OBIETTIVO :: Riprenda il testo riportato più sotto sulle distorsioni del mercato energetico a favore dei combustibili fossili e lo prosegua a partire dalla sua ultima frase.

___ TESTO ESTRATTO ___

In un precedente lavoro (D. Coiante, Sulle difficoltà incontrate dalle NFER per la penetrazione nel

mercato dell’energia, 27/11/2006, www.aspoitalia.net) si è tentato di mettere in evidenza le

distorsioni esistenti nel mercato energetico in favore dei combustibili fossili. L’offerta di questo tipo

di energia si presenta sempre accompagnata da notevoli misure di dumping, dovute al fatto che tutte

le esternalità inerenti alle fasi del ciclo a monte della produzione industriale e a valle dell’uso non

vengono contabilizzate nel costo vivo, ma vengono semplicemente poste a carico della società.

Stante questa situazione di privilegio, diviene molto arduo competere da parte dell’energia

rinnovabile, il cui costo di produzione è in genere più alto, anche se esso è accompagnato da una

quantità di esternalità notevolmente minore.

Finora si è provato a porre la questione perequativa attraverso il recupero di valore per i benefici

ambientali dell’energia rinnovabile. Ma ciò ha richiesto un faticoso processo bottom up di

valutazione dei danni socioambientali che si producono durante l’intero ciclo di vita delle diverse

tecnologie energetiche. Sono stati effettuati numerosi studi (per tutti si veda quello della UE detto

EXTERNE’), che dichiarano candidamente di essere incompleti e inadeguati, semplicemente perché

il grado di conoscenza dei singoli danni è insufficiente e soprattutto la catena delle loro

interconnessioni con l’ambiente è quasi del tutto sconosciuta. Il grande lavoro fatto nei decenni

trascorsi ha portato al risultato che la stima economica di un certo danno è spesso molto diversa a

seconda dello studio che l’ha prodotta. Su una cosa, tuttavia, tutti gli studi concordano: che i valori

ottenuti sono tutti approssimati per difetto e che occorre procedere a ulteriori approfondimenti mano

a mano che la conoscenza della catena dei danni diviene migliore. Quanti decenni ancora serviranno

per arrivare alla conclusione?

___ VOCI ___

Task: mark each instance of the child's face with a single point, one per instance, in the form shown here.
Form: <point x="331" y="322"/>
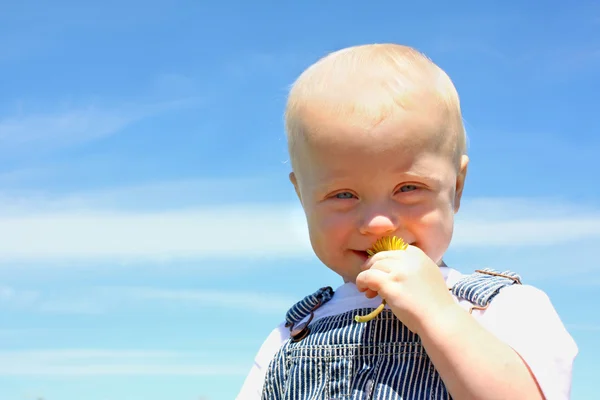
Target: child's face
<point x="359" y="183"/>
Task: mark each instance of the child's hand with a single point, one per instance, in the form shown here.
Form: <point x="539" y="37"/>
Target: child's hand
<point x="411" y="284"/>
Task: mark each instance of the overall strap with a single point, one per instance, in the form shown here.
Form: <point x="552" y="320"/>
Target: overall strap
<point x="482" y="286"/>
<point x="308" y="304"/>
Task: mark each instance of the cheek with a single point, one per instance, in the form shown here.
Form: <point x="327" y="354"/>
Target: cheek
<point x="329" y="228"/>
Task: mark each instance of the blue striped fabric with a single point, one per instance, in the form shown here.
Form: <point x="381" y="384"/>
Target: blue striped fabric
<point x="343" y="359"/>
<point x="380" y="359"/>
<point x="302" y="308"/>
<point x="480" y="288"/>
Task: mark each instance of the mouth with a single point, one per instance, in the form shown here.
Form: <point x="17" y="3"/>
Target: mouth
<point x="362" y="254"/>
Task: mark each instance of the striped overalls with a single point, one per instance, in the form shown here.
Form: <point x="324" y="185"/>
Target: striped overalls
<point x="338" y="358"/>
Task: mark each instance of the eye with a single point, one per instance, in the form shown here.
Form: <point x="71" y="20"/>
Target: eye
<point x="408" y="188"/>
<point x="344" y="195"/>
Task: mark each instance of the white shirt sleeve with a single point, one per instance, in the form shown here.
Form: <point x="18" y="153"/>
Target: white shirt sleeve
<point x="523" y="317"/>
<point x="253" y="385"/>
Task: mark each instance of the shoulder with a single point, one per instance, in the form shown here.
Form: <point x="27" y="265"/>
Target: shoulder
<point x="253" y="384"/>
<point x="523" y="316"/>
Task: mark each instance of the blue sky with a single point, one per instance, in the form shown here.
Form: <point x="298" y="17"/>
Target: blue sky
<point x="149" y="238"/>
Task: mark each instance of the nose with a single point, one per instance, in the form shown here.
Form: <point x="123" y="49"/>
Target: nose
<point x="379" y="225"/>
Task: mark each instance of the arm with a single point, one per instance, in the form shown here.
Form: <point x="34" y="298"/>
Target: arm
<point x="483" y="358"/>
<point x="472" y="362"/>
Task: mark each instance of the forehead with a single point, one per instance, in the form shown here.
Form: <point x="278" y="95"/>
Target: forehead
<point x="400" y="134"/>
<point x="340" y="150"/>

___

RISULTATO DEL COMPITO ::
Intanto i valori oggi tabulati si dimostrano del tutto insufficienti a colmare il differenziale di costo

dell’energia rinnovabile rispetto a quella convenzionale, per cui è necessario procedere a surrettizie

incentivazioni pubbliche (certificati verdi, conto energia, conto capitale, ecc) per sostenere lo

sviluppo delle NFER. La giustificazione tecnica ed economica è sostituita dalla decisione politica in

nome di un sentimento ambientale, che si pensa condiviso da tutti. Forse oggi è così. Ma quanto

durerà questa idilliaca situazione prima che i consumatori si rendano conto delle dimensioni della

spesa da sostenere a fronte del lungo periodo necessario per raggiungere la competitività? Prima che

ciò avvenga sarebbe opportuno che la questione delle esternalità fosse definita in modo che le

NFER possano camminare sulle loro gambe.

PIL

Una svolta decisiva nell’affrontare la crisi ambientale potrebbe venire cambiando radicalmente

l’approccio di contabilizzazione dei danni ambientali con l’adozione di un processo top down di

analisi e quantificazione delle spese sociali a livello macroeconomico. In altri termini, si dovrebbe

iniziare un procedimento di acquisizione dei risultati circa la stima dei danni ambientali causati da

tutte le fonti energetiche nel computo del Prodotto Interno Lordo, cioè, per dirla con un brutto

neologismo, occorrerebbe internalizzare le esternalità nel PIL.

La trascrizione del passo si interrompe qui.